### Selected excerpt
* * *
Juggling Sheep
Welcome to Juggling Sheep, Jay Perry's blog about time management and personal productivity for pastors. Learn to balance work, life, family, and personal spirituality.

Share your best practices, tips and tricks, processes, sermon planning ideas, and resources. Feel free to email me: jaylperry[at]gmail[dot]com.

Monday, February 19, 2007

Sermon Relevance and Altar Calls

I originally posted this over at apokalupto as a response to whether or not pastors should be making altar calls:

After a couple of years preaching, I came under the conviction that I was actually training people to ignore God and Biblical Truth by NOT calling for commitment. Essentially, I was opening up the Word of God, preaching, applying, and then letting them leave. "Good sermon, Pastor."

The more people hear the Word of God and DON'T make a commitment to act or change, the more we are just training them to ignore the promptings of the Holy Spirit.
* * *
### Listed records

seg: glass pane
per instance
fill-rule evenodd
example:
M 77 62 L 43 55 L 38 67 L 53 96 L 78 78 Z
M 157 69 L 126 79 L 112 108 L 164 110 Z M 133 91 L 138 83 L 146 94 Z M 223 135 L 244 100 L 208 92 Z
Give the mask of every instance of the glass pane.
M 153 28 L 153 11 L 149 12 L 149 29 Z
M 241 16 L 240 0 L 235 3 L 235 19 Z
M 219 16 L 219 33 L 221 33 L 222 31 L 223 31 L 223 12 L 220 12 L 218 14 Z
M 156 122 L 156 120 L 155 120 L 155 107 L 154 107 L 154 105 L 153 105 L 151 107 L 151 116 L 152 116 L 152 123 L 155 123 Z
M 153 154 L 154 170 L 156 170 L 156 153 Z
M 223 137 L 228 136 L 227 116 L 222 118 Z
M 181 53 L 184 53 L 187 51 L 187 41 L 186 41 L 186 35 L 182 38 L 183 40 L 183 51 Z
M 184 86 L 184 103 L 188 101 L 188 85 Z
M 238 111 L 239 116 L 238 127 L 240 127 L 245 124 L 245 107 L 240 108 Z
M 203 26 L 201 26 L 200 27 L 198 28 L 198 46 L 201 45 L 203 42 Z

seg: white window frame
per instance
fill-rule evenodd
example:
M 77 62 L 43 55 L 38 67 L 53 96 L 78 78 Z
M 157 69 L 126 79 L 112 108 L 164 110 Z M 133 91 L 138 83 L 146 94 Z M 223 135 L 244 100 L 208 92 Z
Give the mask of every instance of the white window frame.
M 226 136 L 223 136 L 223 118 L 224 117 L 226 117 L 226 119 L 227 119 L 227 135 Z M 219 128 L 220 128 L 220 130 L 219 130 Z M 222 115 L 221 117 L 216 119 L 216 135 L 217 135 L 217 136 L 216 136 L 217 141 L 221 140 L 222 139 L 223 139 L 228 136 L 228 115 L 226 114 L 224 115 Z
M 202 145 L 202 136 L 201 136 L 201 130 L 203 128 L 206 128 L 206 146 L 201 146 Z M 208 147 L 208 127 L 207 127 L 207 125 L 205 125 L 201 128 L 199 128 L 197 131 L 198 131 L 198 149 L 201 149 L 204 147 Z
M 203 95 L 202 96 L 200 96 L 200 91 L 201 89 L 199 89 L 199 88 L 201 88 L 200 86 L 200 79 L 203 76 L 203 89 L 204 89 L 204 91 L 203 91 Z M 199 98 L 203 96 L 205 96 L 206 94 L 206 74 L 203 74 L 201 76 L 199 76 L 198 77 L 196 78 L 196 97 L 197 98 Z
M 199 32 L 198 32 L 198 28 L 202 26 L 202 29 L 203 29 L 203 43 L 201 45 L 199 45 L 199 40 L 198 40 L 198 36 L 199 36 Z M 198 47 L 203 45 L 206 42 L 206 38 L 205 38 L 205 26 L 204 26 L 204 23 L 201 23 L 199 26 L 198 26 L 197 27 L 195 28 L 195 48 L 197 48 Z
* * *
### Job
Can you copy the whole Juggling Sheep blog post word for word? You won't need the items to do this.

### The answer
Juggling Sheep
Welcome to Juggling Sheep, Jay Perry's blog about time management and personal productivity for pastors. Learn to balance work, life, family, and personal spirituality.

Share your best practices, tips and tricks, processes, sermon planning ideas, and resources. Feel free to email me: jaylperry[at]gmail[dot]com.

Monday, February 19, 2007

Sermon Relevance and Altar Calls

I originally posted this over at apokalupto as a response to whether or not pastors should be making altar calls:

After a couple of years preaching, I came under the conviction that I was actually training people to ignore God and Biblical Truth by NOT calling for commitment. Essentially, I was opening up the Word of God, preaching, applying, and then letting them leave. "Good sermon, Pastor."

The more people hear the Word of God and DON'T make a commitment to act or change, the more we are just training them to ignore the promptings of the Holy Spirit.